• Required work:
Write the next part of the passage on ideological screening of immigrants, picking up after its final sentence.

• Text passage:
● ● ● ● ●

Recognizing that immigrants are not widgets has important implications. It means that screenings, ideological and otherwise, must be performed on an individualized basis parallel to the way, for example, that El Al Airlines individually screens for terrorists.  Of course, this also means that quotas and blanket prohibitions are typically improper. It further implies that as many Ayn Rands and Ayan Hirsi Alis as want to come here should be allowed to come here - but that indiscriminately welcoming every collectivist from a communist country like the Soviet Union or a tribalist country such as Somalia would not be rational or wise. Moreover, ideology and ideas have no racial component, so the claims of racism, bigotry and xenophobia often made by proponents of open immigration are nothing more than invalid attempts to argue by intimidation. 

One objection to ideological screening for immigrants is that it improperly grants the persons running government the power to impose their own personal judgments in determining which prospective immigrant is rights respecting. But in fact, every law enacted even by a proper, rights respecting government embodies a determination by the persons running the government as to what is rights respecting. This complaint represents a resistance to objectivity in general and to government as such in particular. The fact that objective standards for immigration policy must be crafted and implemented by actual persons in government is not a valid reason to dispense with standards altogether, nor is it a reason to allow virtually indiscriminate entry to anyone not having a communicable disease.

● ● ● ● ●

• Data shown:

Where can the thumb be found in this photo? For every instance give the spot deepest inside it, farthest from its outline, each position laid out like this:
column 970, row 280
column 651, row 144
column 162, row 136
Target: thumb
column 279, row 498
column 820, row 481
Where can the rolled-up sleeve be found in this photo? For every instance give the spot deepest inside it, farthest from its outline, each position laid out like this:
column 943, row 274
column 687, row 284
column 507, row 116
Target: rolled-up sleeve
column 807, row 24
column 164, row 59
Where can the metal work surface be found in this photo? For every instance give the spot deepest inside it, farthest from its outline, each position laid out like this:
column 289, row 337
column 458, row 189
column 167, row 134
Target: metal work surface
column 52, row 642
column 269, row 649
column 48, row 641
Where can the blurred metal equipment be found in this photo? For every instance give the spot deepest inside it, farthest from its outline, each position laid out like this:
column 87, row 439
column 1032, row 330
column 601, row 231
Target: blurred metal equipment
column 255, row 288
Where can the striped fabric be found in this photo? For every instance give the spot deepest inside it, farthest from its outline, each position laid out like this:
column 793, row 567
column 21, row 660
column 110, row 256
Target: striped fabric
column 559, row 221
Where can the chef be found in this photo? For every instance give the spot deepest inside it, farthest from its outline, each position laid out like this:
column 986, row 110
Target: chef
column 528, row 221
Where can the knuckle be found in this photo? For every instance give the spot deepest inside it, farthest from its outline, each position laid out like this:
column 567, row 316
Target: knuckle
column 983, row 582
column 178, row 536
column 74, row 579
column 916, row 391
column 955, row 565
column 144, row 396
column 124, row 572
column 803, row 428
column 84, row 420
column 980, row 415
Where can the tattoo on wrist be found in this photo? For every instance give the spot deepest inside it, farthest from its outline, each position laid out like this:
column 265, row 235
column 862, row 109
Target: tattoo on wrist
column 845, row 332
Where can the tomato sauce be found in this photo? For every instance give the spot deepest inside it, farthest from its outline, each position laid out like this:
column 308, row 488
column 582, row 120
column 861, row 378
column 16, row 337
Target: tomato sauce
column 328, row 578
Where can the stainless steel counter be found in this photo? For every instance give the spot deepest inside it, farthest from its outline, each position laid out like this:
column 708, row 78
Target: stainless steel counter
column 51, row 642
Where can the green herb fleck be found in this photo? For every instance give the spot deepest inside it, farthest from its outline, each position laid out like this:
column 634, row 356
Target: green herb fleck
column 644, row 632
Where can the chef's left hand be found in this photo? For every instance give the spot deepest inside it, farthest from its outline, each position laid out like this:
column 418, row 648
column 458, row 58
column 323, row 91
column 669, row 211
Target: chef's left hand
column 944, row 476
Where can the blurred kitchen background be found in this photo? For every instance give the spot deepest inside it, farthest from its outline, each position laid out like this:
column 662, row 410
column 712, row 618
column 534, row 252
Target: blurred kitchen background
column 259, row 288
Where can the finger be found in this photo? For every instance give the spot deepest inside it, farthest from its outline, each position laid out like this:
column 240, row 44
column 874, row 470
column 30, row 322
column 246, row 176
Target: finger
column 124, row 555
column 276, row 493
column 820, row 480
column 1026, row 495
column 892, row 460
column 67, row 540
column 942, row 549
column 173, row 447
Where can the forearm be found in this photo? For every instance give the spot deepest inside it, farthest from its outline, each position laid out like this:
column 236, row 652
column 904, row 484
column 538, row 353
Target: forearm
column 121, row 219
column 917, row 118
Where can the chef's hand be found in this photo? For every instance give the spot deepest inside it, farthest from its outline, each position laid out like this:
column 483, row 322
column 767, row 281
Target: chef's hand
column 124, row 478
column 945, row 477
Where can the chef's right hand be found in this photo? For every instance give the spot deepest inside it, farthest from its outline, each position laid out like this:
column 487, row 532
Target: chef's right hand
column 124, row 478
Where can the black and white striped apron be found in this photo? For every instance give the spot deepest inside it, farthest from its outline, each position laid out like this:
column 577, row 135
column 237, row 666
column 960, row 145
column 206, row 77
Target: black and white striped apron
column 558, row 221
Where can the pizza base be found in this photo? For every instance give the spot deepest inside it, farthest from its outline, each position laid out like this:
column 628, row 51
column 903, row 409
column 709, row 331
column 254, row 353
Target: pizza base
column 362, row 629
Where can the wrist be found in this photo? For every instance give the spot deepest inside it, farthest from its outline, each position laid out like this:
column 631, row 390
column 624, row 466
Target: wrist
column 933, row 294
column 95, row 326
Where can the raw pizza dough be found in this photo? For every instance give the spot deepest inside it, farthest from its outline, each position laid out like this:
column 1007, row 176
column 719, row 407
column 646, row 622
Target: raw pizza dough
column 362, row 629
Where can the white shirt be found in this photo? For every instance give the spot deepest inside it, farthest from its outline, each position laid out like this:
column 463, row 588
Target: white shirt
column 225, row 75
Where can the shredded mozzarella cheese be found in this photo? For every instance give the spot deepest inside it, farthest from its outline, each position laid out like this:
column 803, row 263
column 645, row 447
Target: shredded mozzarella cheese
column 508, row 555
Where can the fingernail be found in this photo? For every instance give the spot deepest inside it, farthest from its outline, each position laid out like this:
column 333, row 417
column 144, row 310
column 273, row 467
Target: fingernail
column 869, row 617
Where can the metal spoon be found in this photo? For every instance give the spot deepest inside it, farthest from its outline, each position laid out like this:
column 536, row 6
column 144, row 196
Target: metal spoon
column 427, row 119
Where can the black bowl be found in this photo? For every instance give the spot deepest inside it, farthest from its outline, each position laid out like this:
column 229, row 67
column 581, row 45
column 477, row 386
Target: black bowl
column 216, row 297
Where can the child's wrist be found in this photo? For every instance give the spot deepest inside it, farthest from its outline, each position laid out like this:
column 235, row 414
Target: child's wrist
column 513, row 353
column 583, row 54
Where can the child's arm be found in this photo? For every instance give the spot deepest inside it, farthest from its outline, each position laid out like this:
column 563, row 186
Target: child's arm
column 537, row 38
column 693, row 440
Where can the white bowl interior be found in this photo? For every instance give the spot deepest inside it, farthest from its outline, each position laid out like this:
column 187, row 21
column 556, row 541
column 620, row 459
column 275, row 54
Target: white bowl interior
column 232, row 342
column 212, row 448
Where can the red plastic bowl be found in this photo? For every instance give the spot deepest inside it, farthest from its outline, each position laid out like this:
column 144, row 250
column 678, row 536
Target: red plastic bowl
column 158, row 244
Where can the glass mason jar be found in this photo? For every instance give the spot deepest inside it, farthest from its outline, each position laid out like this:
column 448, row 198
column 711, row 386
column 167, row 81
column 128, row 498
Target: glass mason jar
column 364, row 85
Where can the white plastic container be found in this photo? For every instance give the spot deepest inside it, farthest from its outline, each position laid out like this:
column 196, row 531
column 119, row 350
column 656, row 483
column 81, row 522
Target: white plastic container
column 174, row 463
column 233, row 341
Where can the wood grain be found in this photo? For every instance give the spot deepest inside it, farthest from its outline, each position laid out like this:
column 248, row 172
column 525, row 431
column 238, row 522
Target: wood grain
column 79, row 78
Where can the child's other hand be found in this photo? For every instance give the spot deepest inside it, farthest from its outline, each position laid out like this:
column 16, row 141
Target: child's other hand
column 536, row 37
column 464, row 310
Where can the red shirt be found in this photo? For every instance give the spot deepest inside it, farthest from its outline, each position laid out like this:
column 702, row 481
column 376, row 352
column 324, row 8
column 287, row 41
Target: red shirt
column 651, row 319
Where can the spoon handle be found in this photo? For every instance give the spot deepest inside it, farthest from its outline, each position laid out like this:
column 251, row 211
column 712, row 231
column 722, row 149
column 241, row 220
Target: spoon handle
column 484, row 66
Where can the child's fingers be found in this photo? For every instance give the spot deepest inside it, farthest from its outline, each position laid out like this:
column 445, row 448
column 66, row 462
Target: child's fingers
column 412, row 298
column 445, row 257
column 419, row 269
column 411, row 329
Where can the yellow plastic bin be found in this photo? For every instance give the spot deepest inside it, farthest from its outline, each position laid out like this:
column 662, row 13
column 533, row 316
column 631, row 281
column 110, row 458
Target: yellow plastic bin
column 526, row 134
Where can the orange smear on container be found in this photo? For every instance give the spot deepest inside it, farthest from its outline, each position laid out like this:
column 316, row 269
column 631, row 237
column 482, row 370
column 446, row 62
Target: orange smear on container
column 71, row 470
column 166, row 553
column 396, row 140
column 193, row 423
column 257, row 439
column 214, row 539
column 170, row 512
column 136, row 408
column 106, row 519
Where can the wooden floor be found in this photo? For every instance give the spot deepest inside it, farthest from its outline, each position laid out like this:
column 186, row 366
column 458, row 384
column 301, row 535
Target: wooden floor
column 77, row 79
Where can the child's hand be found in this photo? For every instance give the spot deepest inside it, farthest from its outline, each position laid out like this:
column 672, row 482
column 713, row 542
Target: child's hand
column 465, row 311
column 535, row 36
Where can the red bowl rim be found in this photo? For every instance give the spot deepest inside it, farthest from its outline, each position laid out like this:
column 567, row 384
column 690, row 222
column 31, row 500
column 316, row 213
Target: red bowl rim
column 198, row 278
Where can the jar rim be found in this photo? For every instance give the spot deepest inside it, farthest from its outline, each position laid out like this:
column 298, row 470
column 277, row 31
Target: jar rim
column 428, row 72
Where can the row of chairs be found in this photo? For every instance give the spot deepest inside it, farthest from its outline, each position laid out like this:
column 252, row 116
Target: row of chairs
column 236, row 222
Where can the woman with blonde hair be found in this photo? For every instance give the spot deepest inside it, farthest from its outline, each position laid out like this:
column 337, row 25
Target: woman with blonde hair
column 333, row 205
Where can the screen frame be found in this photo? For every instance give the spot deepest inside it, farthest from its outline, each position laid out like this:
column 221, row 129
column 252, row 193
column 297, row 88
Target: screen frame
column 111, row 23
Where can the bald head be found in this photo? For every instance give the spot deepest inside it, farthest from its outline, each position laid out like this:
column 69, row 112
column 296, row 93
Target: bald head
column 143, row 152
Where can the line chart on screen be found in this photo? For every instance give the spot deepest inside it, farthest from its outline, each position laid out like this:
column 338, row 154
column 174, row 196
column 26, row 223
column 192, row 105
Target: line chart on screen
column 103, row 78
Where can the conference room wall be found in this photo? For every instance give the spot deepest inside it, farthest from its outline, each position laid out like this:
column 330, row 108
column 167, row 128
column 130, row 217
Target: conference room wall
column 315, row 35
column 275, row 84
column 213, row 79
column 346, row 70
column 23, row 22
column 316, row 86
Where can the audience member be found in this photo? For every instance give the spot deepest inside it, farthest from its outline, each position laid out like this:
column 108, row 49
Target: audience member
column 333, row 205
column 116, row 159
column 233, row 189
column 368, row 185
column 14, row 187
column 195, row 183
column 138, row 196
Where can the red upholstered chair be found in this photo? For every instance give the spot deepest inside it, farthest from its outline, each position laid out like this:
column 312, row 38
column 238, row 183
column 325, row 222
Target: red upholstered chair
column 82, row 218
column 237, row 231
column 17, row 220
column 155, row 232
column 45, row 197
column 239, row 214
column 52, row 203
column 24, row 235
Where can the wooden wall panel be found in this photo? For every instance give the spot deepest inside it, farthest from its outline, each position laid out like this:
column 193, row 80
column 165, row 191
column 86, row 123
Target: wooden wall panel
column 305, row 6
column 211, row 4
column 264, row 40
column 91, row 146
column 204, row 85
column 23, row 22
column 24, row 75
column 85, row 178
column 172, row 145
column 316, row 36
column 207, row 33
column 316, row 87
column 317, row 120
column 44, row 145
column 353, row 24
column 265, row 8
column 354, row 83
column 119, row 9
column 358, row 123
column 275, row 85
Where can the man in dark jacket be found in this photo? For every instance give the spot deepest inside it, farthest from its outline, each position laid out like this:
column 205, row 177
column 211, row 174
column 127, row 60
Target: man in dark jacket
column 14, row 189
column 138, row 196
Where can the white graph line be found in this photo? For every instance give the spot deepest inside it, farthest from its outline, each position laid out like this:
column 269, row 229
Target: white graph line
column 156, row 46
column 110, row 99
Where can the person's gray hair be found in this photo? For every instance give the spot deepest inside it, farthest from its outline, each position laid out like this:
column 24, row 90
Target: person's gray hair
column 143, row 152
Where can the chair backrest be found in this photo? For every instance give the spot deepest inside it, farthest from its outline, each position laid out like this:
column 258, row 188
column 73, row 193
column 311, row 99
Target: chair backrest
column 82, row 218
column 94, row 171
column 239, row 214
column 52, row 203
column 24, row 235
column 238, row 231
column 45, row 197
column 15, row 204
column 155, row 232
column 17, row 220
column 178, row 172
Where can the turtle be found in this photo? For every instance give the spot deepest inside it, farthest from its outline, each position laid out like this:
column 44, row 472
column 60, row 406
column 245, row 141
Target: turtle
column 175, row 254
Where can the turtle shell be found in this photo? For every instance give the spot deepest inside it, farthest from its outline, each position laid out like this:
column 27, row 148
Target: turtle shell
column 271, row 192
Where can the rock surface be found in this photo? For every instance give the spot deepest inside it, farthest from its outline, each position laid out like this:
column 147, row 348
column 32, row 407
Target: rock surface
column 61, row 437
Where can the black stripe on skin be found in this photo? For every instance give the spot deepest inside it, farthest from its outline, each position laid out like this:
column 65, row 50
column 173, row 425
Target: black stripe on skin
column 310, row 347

● ● ● ● ●

• Reply:
As Biddle notes, rights respecting people should be allowed to enter - but this necessarily implies that the screening process for entry include a check for whether the prospective entrant is, in fact, rights respecting. This implies an ideological test even though Biddle rejects one.  Prospective entrants should thus face an ideological screening prior to entry in the United States in a process that would be akin or analogous to the current screening done by the citizenship test.  This screening should generally take place in foreign embassies and consulates, and would be a prerequisite to obtaining a visa for entry.  The screening would aim to ensure, as best as reasonably possible, that the prospective entrant is not hostile or averse to the American system of individual rights.  

Curiously, most open immigration advocates have no problem with such a screening being performed at the citizenship level - as it has been done since the early days of the Republic - after the foreigner has already peacefully resided in the country for a period of years.  But if there is a threat that warrants such a screening at the citizenship stage - after much is already known of the foreigner - surely it is not a rights violation to perform such a screening when nothing is known of the foreigner as he stands at the gates to the society.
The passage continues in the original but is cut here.